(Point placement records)

···

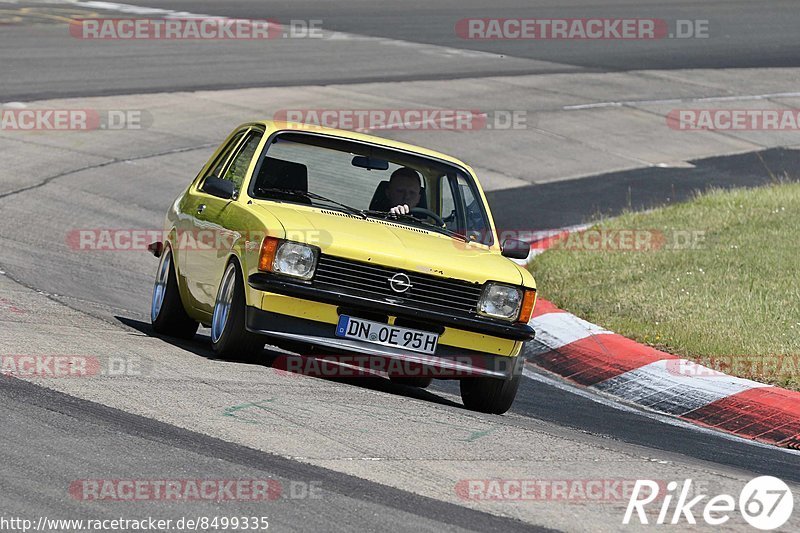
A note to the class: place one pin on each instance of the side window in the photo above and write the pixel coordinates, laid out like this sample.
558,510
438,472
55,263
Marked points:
448,204
219,164
241,162
461,209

···

**Instruction:**
Copy the entries above with "side window" swapped for "rear window" and everything else unchanged. Omit the pictures from your copy.

**Result for this exercise:**
A note to the class: place one pin on each instance of the rear window in the photo above and write the pixel coordinates, laid out like this sample.
558,510
438,472
55,263
Marked points:
448,204
219,164
241,162
461,209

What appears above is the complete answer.